__Kutipan Teks__:
◇ ◇ ◇
Hermeneutika Minanga dalam  Tinjauan Semiotika

oleh
banner 468x60

Oleh:  Syamsul Noor

KEPALA Biro SumselBabel MSINews Pak Unu Suyanto meminta penulis menyusun ulasan singkat tentang diksi Minanga.

banner 336x280

Dalam konteks permintaan tersebut, penulis menyadari permintaan itu sangat beralasan, baik secara “Rasionalitas Nilai” maupun “Rasionalitas Tujuan”.

Berhadapan dengan beliau (Pak Unu Suyanto; Red), penulis cenderung “mati kutu” bila berapologi. Alasannya, beliau terlampau banyak mengetahui “rekam jejak” penulis, baik selaku jurnalis (wartawan) maupun pekerja sastra.

Diksi Minanga dalam kaitan permintaan Pak Unu agar diulas secara singkat, penulis akan melakukan pendekatan dengan tinjauan secara Semiotika (ilmu mempelajari tentang semion; tanda atau penandaan; Red).
◇ ◇ ◇
__Soal Latihan 1__:
Tentukan apakah setiap pernyataan berikut sesuai dengan kutipan tentang diksi Minanga, lalu sertakan kata-kata kutipan yang menjadi dasarnya: (a) Pak Unu Suyanto menjabat Kepala Biro SumselBabel MSINews. (b) Penulis meminta Pak Unu Suyanto menyusun ulasan tentang diksi Minanga. (c) Penulis mengulas diksi Minanga melalui tinjauan Semiotika.
__Soal Latihan 2__:
Salin persis bagian kutipan tentang diksi Minanga mulai dari "Hermeneutika Minanga dalam  Tinjauan" sampai dengan "maupun pekerja sastra.".
Item data di bawah ini tidak diperlukan.

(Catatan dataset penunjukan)
◇ ◇ ◇
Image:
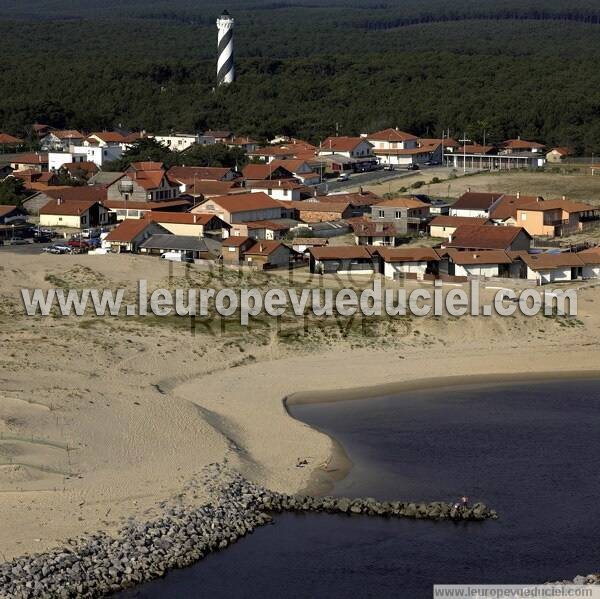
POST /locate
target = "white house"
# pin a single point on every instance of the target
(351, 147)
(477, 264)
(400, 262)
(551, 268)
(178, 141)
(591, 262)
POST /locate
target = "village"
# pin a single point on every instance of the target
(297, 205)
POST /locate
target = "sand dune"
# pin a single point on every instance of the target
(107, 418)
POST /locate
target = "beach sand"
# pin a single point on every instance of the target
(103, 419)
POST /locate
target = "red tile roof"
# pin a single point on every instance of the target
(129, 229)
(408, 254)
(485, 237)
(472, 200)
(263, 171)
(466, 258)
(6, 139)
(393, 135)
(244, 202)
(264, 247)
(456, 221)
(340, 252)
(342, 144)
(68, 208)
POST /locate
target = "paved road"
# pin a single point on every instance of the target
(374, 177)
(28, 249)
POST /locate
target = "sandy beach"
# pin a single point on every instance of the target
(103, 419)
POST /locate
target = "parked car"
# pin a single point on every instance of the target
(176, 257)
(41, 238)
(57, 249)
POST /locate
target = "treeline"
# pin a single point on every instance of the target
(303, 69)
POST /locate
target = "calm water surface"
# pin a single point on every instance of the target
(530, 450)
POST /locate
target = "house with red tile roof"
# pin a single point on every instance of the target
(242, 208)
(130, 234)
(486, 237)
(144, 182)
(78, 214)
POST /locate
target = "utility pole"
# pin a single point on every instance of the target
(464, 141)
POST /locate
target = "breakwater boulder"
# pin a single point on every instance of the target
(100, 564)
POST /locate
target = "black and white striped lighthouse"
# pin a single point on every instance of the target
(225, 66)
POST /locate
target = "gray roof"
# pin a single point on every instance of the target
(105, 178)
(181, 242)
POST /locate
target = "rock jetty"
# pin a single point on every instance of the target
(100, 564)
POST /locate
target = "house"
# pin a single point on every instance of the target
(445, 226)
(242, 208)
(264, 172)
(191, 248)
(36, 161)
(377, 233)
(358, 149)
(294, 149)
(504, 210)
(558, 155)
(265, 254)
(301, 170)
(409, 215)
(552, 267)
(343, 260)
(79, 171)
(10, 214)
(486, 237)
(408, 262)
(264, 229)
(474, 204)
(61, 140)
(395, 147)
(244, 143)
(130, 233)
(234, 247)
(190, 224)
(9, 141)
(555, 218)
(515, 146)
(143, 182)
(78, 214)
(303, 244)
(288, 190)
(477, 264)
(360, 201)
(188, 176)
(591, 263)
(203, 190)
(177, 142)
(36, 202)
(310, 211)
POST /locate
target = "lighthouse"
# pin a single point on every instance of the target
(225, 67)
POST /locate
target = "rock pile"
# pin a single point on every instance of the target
◇ ◇ ◇
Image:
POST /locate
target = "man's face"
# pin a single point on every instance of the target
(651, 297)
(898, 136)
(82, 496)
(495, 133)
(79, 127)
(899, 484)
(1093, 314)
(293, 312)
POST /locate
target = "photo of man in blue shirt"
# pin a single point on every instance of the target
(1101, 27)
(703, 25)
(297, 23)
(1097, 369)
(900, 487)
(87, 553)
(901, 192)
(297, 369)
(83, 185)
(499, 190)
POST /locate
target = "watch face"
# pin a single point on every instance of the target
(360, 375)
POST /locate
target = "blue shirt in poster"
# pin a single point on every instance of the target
◇ ◇ ◇
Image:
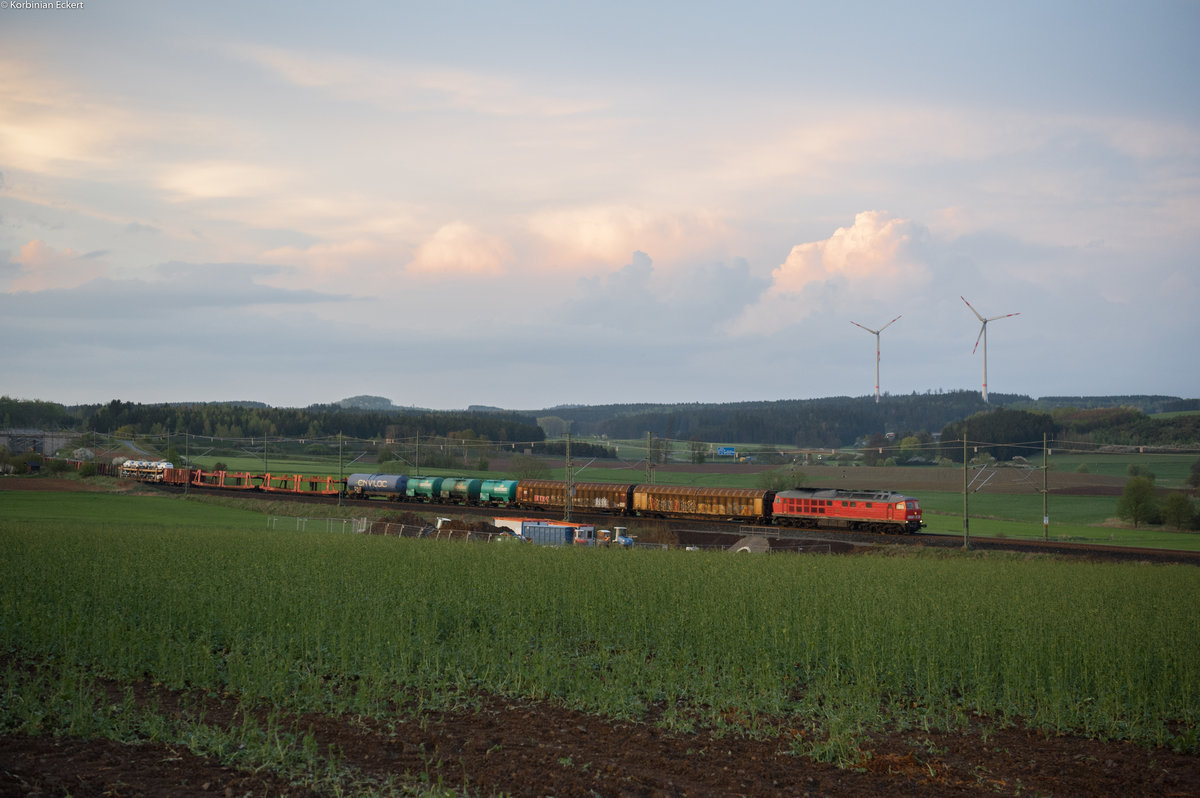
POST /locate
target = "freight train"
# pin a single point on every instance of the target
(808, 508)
◇ ◇ ◇
__Jawaban Soal 1__:
(a) Ya: "KEPALA Biro SumselBabel MSINews Pak Unu Suyanto".
(b) Tidak: "Pak Unu Suyanto meminta penulis menyusun ulasan singkat tentang diksi Minanga."
(c) Ya: "penulis akan melakukan pendekatan dengan tinjauan secara Semiotika".

__Jawaban Soal 2__:
Hermeneutika Minanga dalam  Tinjauan Semiotika

oleh
banner 468x60

Oleh:  Syamsul Noor

KEPALA Biro SumselBabel MSINews Pak Unu Suyanto meminta penulis menyusun ulasan singkat tentang diksi Minanga.

banner 336x280

Dalam konteks permintaan tersebut, penulis menyadari permintaan itu sangat beralasan, baik secara “Rasionalitas Nilai” maupun “Rasionalitas Tujuan”.

Berhadapan dengan beliau (Pak Unu Suyanto; Red), penulis cenderung “mati kutu” bila berapologi. Alasannya, beliau terlampau banyak mengetahui “rekam jejak” penulis, baik selaku jurnalis (wartawan) maupun pekerja sastra.